TEXT PROVIDED:
◇ ◇ ◇ ◇ ◇

Paginated list of files

python
@dataclass(frozen=True)
class FileList:
files: list[UserFile] # File summaries
total_count: int # Total files matching query
has_more: bool # More files available

FullDescription

Detailed AI-generated description

python
@dataclass(frozen=True)
class FullDescription:
id: str # Description identifier
description: str # Full description text
visible_text: Optional[str] # OCR text (plain string)
text_regions: Optional[list[dict[str, Any]]] # OCR text with bounding boxes (0-1 normalized)
confidence_score: Optional[float] # Always null for descriptions
processing_time_ms: Optional[int]
created_at: Optional[datetime]

Text Regions (Bounding Boxes)

The text_regions field on UserFileDetails and FullDescription contains structured OCR data with bounding box coordinates for each detected text region. Coordinates are normalized to 0-1 range (relative to image dimensions).

python
# Each text region is a dict with this structure:
{
"text": "EXIT", # Verbatim text as it appears
"bounding_box": {
"x_min": 0.12, # Left edge (0-1)
"y_min": 0.05, # Top edge (0-1)
"x_max": 0.28, # Right edge (0-1)
"y_max": 0.14 # Bottom edge (0-1)
}
}
# Access bounding boxes from file details:
details = await client.files.get(file_id)
for region in details.text_regions or []:
text = region["text"]
bbox = region["bounding_box"]
print(f"'{text}' at ({bbox['x_min']:.2f}, {bbox['y_min']:.2f})"
f" → ({bbox['x_max']:.2f}, {bbox['y_max']:.2f})")

ProcessingHistory

Processing history entry for a file

python
@dataclass(frozen=True)
class ProcessingHistory:
id: str # History entry identifier
status: str # Processing status
created_at: Optional[datetime] # When the operation started
completed_at: Optional[datetime] # When the operation completed
error_message: Optional[str] # Error message if failed

UpdateFileResult

Result of file update operation, returned by files.update()

python
@dataclass(frozen=True)
class UpdateFileResult:
id: str # File identifier
title: Optional[str] # Updated title
tags: Optional[list[str]] # Updated tags
updated_at: Optional[datetime] # Update timestamp

DeleteFileResult

Result of file deletion operation, returned by files.delete()

python
@dataclass(frozen=True)
class DeleteFileResult:
id: str # Deleted file identifier
deleted_at: Optional[datetime] # Deletion timestamp
message: str # Confirmation message

BatchDeleteFileResult

Result for a single file in a batch delete operation

python
@dataclass(frozen=True)
class BatchDeleteFileResult:
id: str # File identifier
status: str # "deleted", "skipped", or "failed"
message: Optional[str] # Additional details about the operation
deleted_at: Optional[datetime] # Deletion timestamp (if deleted)

BatchDeleteFilesResponse

Response for batch delete operation, returned by files.batch_delete()

python
@dataclass(frozen=True)
class BatchDeleteFilesResponse:
deleted: list[BatchDeleteFileResult] # Successfully deleted files
skipped: list[BatchDeleteFileResult] # Files skipped (e.g., currently processing)
failed: list[BatchDeleteFileResult] # Files that failed to delete
summary: dict[str, int] # Stats: {total, deleted, skipped, failed}

◇ ◇ ◇ ◇ ◇

SOURCE INFORMATION:
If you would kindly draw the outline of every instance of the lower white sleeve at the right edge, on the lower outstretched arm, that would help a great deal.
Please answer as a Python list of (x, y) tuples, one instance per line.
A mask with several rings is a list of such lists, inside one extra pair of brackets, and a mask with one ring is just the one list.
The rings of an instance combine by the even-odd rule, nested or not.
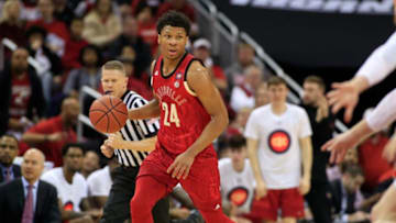
[(377, 132), (396, 120), (396, 88), (385, 96), (374, 111), (365, 118), (369, 126)]

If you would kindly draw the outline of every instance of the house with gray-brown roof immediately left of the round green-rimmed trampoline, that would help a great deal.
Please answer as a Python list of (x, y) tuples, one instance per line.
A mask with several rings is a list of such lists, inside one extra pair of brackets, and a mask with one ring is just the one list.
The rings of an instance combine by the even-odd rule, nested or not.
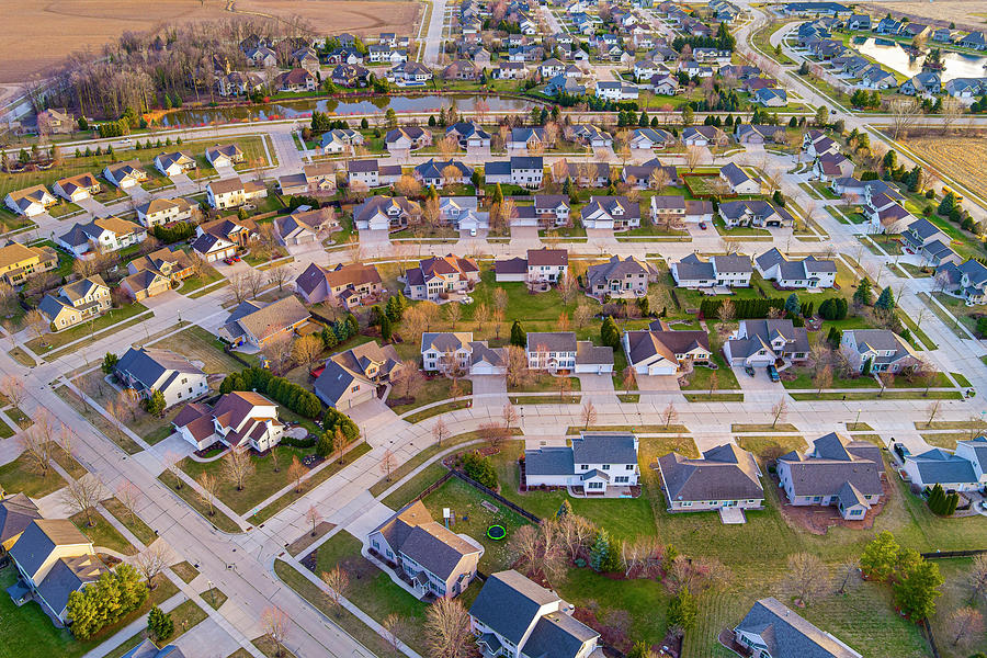
[(456, 597), (476, 578), (483, 545), (432, 519), (421, 500), (408, 503), (366, 537), (373, 556), (384, 559), (420, 599)]

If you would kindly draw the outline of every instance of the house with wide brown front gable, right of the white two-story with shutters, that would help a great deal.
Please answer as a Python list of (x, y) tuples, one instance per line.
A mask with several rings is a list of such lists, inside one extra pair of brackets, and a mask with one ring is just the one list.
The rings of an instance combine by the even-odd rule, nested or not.
[(673, 331), (663, 320), (646, 330), (625, 331), (621, 337), (627, 364), (638, 375), (678, 375), (692, 372), (694, 363), (710, 363), (710, 334)]

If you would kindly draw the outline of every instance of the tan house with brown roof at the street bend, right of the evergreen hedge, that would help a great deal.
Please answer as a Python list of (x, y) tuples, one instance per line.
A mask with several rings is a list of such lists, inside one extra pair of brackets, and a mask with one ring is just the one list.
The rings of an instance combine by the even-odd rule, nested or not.
[(389, 384), (400, 368), (394, 345), (363, 343), (326, 361), (316, 377), (315, 394), (334, 409), (349, 409), (376, 398), (377, 387)]

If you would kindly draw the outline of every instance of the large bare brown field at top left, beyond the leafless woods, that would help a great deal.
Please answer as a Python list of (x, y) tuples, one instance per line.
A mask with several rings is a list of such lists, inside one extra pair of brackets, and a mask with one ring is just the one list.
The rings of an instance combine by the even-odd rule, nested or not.
[[(423, 4), (413, 0), (238, 0), (234, 10), (268, 16), (300, 15), (324, 33), (417, 34)], [(8, 13), (0, 41), (0, 83), (22, 82), (67, 55), (103, 44), (127, 31), (163, 23), (229, 19), (225, 0), (61, 0), (19, 2)]]

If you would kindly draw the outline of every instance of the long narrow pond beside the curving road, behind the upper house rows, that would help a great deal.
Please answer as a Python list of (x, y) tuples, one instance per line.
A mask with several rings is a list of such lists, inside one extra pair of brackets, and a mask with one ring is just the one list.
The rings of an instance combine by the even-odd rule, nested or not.
[(269, 118), (293, 118), (308, 116), (313, 112), (329, 112), (338, 115), (347, 114), (383, 114), (388, 107), (395, 112), (431, 112), (439, 113), (443, 107), (455, 106), (456, 110), (472, 111), (476, 100), (487, 101), (490, 112), (530, 113), (535, 104), (532, 101), (504, 97), (478, 95), (393, 95), (367, 97), (352, 101), (337, 99), (299, 99), (297, 101), (279, 101), (266, 105), (237, 105), (234, 107), (196, 107), (179, 110), (162, 118), (166, 126), (198, 125), (207, 123), (230, 123), (245, 120), (266, 121)]

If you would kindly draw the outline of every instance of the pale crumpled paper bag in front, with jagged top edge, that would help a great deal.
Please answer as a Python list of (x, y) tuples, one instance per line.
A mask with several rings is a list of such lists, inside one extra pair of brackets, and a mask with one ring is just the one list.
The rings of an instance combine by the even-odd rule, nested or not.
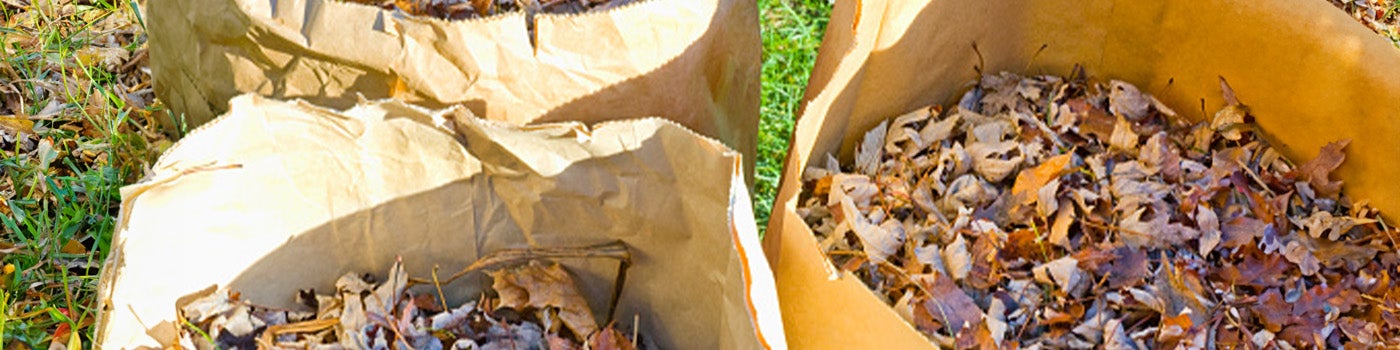
[[(454, 132), (455, 129), (455, 132)], [(347, 272), (451, 274), (504, 248), (623, 241), (619, 321), (665, 349), (785, 349), (739, 155), (662, 119), (529, 127), (374, 102), (346, 112), (258, 95), (122, 189), (97, 344), (167, 346), (176, 298), (218, 284), (295, 307)], [(594, 309), (617, 263), (563, 260)], [(486, 277), (444, 286), (475, 298)]]

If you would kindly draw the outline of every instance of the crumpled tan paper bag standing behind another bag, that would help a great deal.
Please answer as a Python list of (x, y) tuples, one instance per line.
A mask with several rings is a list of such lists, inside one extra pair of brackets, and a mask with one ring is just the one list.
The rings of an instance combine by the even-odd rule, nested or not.
[(739, 150), (753, 169), (762, 43), (752, 0), (540, 14), (535, 38), (524, 14), (449, 22), (339, 0), (151, 1), (148, 14), (155, 94), (189, 126), (242, 92), (339, 109), (357, 95), (462, 104), (517, 125), (665, 116)]

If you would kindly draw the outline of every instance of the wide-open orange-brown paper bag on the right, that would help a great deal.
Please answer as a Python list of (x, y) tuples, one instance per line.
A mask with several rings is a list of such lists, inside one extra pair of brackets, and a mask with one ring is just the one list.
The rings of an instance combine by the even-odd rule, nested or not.
[(1091, 77), (1133, 83), (1197, 120), (1224, 105), (1224, 77), (1294, 160), (1351, 139), (1334, 172), (1348, 196), (1400, 211), (1400, 50), (1327, 3), (837, 1), (764, 238), (792, 347), (931, 346), (830, 266), (795, 206), (812, 161), (850, 162), (881, 120), (956, 104), (979, 63), (990, 73), (1060, 76), (1084, 64)]

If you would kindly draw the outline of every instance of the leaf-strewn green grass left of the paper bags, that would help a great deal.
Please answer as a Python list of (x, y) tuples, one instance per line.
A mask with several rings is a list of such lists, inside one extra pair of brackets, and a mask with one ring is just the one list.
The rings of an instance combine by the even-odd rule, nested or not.
[[(43, 11), (0, 7), (0, 116), (34, 122), (29, 137), (0, 141), (6, 349), (92, 346), (98, 270), (111, 251), (119, 188), (136, 181), (158, 148), (148, 141), (161, 139), (144, 136), (134, 120), (153, 109), (129, 105), (148, 77), (80, 59), (106, 41), (127, 53), (144, 48), (139, 24), (113, 25), (122, 18), (134, 18), (130, 4), (111, 0)], [(57, 113), (32, 118), (50, 102)]]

◇ ◇ ◇ ◇ ◇

BRIEF 1:
Extract from the file API reference everything from "Detailed AI-generated description" down to "Regions (Bounding Boxes)".
BRIEF 2:
Answer these questions using the file API reference.
(a) To what range are the bounding box coordinates normalized?
(b) Which method returns a DeleteFileResult?
(c) What three values can the status field of a BatchDeleteFileResult take?
None of the records is needed for this work.

EXERCISE SOLUTION 1:
Detailed AI-generated description

python
@dataclass(frozen=True)
class FullDescription:
id: str # Description identifier
description: str # Full description text
visible_text: Optional[str] # OCR text (plain string)
text_regions: Optional[list[dict[str, Any]]] # OCR text with bounding boxes (0-1 normalized)
confidence_score: Optional[float] # Always null for descriptions
processing_time_ms: Optional[int]
created_at: Optional[datetime]

Text Regions (Bounding Boxes)

EXERCISE SOLUTION 2:
(a) 0-1, relative to the image dimensions.
(b) files.delete()
(c) "deleted", "skipped", or "failed"